- **ZIEL 1**:
Was sagt der Text unten zum Weinjahr 2022 in Baden?
(a) Wie groß war die genossenschaftliche Lesemenge im ertragsschwachen Vorjahr?
(b) Wie viele Winzergenossenschaften rechnen laut Glaser mit einem hervorragenden Jahrgang 2022?
(c) Hinter welchem Jahr wird 2022 in der Rangfolge heißer und trockener Jahre seit der Jahrtausendwende wohl den zweiten Platz einnehmen?
- **ZIEL 2**: Sammle aus den Zeilen unten jede Zeile, die das Wort „fire“ enthält.

- **QUELLAUSZUG**:
--------------------------------------------------
Mann arbeitet mit Hacke im blumenbestandenen Weinberg
Winzergenossenschaft Bötzingen eG

Durchschnittliche Menge – sehr gute Qualität. Auf diese kurze Formel lässt sich das genossenschaftliche Weinjahr 2022 in Baden bringen. Die genossenschaftliche Lesemenge wird bei rund 90 Millionen Litern liegen – und damit deutlich höher ausfallen als im ertragsschwachen Vorjahr (63,5 Millionen Liter). Im Mehrjahresvergleich ist die Menge zufriedenstellend. Freuen dürfen sich die Verbraucherinnen und Verbraucher auf die Qualität: „Unsere 70 Winzergenossenschaften rechnen mit einem hervorragenden Jahrgang 2022. Da darf man sich ruhig die ein oder andere Flasche mehr in den Keller legen“, betont Dr. Roman Glaser, Präsident des Baden-Württembergischen Genossenschaftsverbands (BWGV), anlässlich der Pressekonferenz zum Weinherbst in Baden. In den Räumen der Winzergenossenschaft Bötzingen eG in Bötzingen (Kaiserstuhl) lobt Glaser den enormen Einsatz der vielen genossenschaftlichen Winzerinnen und Winzer in diesem in mehrfacher Hinsicht herausfordernden Jahr: „Die lang anhaltende Trockenheit und die extreme Hitze haben im Weinberg viel Einsatz gefordert. Die hohe Qualität im Fass und später im Glas ist verdienter Lohn für die Arbeit.“

Das Weinjahr 2022 reiht sich in die Rangfolge heißer und trockener Jahre seit der Jahrtausendwende ein und wird wohl nach 2003 den zweiten Platz einnehmen. Die Reben litten während des Sommers an der Trockenheit und Hitze. „Tiefwurzelnde ältere Reben waren klar im Vorteil gegenüber jüngeren Anlagen, die – vor allem wenn sie auf leichten, wenig Wasser speichernden Böden stehen – bewässert werden mussten“, macht Glaser deutlich. Dabei brachte die Trockenheit auch Vorteile. „Der trockene und sonnenreiche Sommer hat beste Bedingungen für reife und gesunde Trauben geliefert. Mit Schädlingen und witterungsbedingtem Pilzbefall wie im vergangenen Jahr hatten die Winzerinnen und Winzer nicht zu kämpfen“, so der BWGV-Präsident. Auch Hagelschäden waren in 2022 nicht zu beklagen.
--------------------------------------------------
- **Zeilen mit Koordinatenannotationen**:

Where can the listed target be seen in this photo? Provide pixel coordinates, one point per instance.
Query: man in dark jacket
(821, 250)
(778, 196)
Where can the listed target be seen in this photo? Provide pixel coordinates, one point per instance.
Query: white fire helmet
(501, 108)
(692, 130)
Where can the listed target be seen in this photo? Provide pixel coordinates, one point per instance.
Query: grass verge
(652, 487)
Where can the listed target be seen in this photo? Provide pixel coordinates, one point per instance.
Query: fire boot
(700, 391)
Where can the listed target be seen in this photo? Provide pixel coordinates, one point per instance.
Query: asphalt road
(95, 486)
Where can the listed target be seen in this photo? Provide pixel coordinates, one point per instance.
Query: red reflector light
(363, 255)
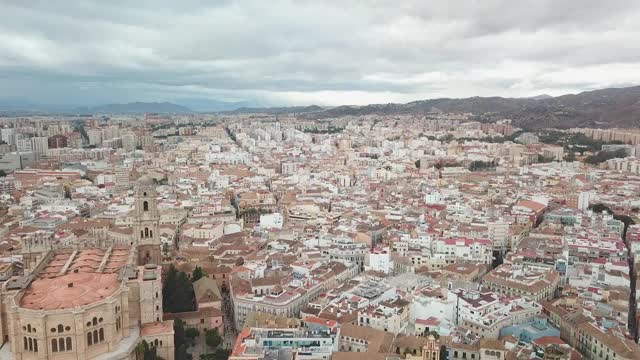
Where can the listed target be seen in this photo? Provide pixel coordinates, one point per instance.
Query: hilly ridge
(613, 107)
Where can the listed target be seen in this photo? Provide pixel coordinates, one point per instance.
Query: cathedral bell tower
(146, 236)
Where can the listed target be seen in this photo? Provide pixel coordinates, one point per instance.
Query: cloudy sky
(313, 52)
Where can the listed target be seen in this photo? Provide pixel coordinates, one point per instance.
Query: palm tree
(139, 351)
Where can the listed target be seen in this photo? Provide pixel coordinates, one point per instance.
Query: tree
(139, 351)
(443, 352)
(221, 354)
(180, 341)
(212, 338)
(177, 292)
(192, 333)
(599, 208)
(197, 274)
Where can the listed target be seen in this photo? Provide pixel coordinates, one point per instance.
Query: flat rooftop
(75, 278)
(69, 290)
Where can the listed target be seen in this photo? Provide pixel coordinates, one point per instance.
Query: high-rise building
(129, 142)
(57, 141)
(8, 135)
(95, 136)
(583, 200)
(39, 144)
(24, 145)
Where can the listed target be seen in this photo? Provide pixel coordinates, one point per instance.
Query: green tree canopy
(212, 337)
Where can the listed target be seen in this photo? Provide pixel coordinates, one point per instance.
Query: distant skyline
(272, 53)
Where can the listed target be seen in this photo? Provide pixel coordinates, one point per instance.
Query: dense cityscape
(273, 236)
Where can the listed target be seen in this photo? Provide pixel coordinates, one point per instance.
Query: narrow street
(230, 331)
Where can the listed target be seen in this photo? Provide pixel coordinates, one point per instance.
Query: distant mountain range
(613, 107)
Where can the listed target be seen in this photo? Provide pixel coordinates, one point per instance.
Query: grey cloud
(326, 52)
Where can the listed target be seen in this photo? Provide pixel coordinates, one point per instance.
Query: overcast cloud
(313, 52)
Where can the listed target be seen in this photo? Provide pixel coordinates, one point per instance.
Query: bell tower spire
(147, 222)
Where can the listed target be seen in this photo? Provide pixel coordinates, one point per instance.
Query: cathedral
(146, 234)
(93, 298)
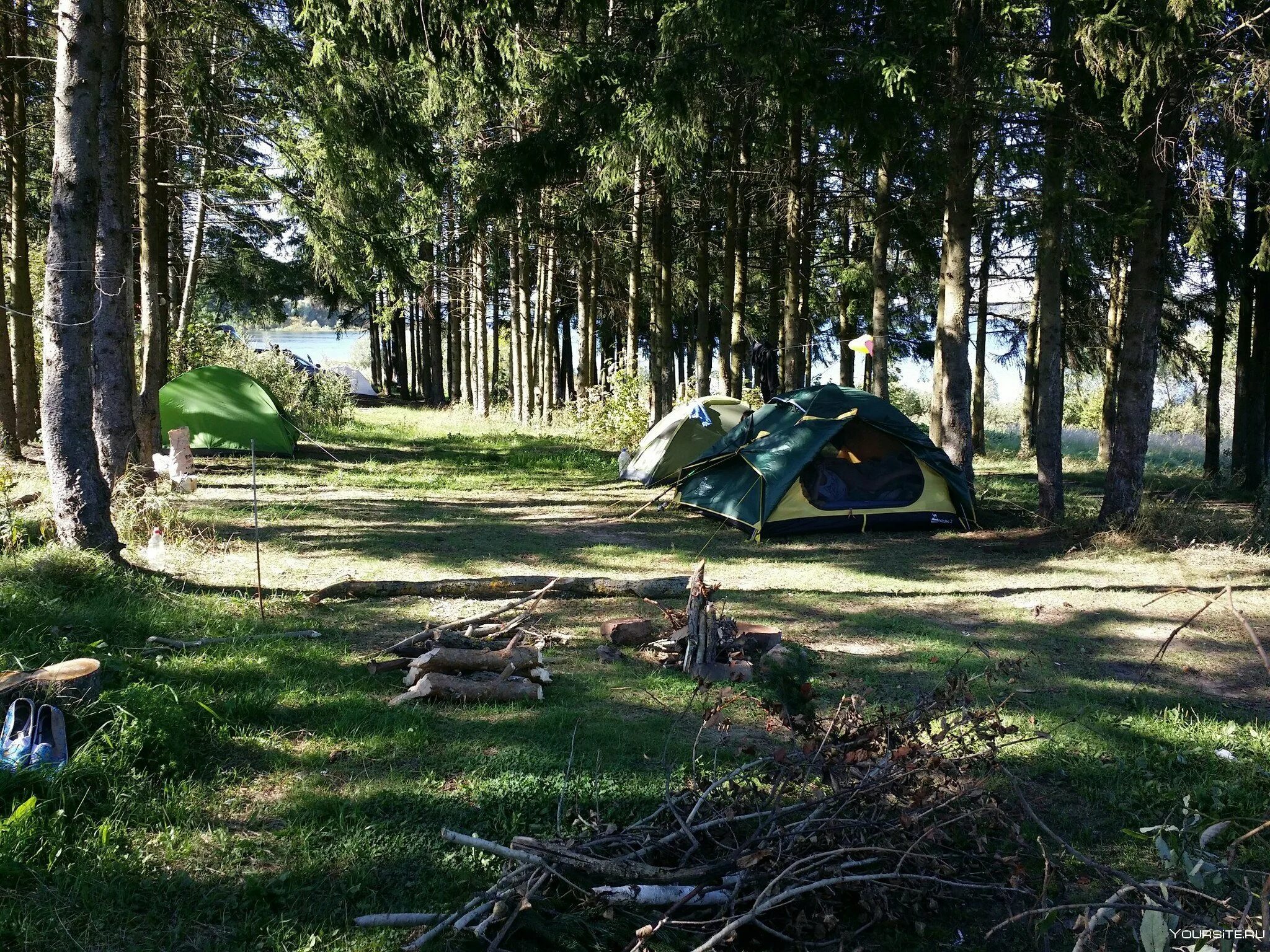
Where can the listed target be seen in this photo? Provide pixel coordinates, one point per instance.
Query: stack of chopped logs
--------------------------------------------------
- **FERTIGE ANTWORT 1**:
(a) 63,5 Millionen Liter
(b) 70
(c) 2003

- **FERTIGE ANTWORT 2**:
Query: white fire helmet
Query: fire boot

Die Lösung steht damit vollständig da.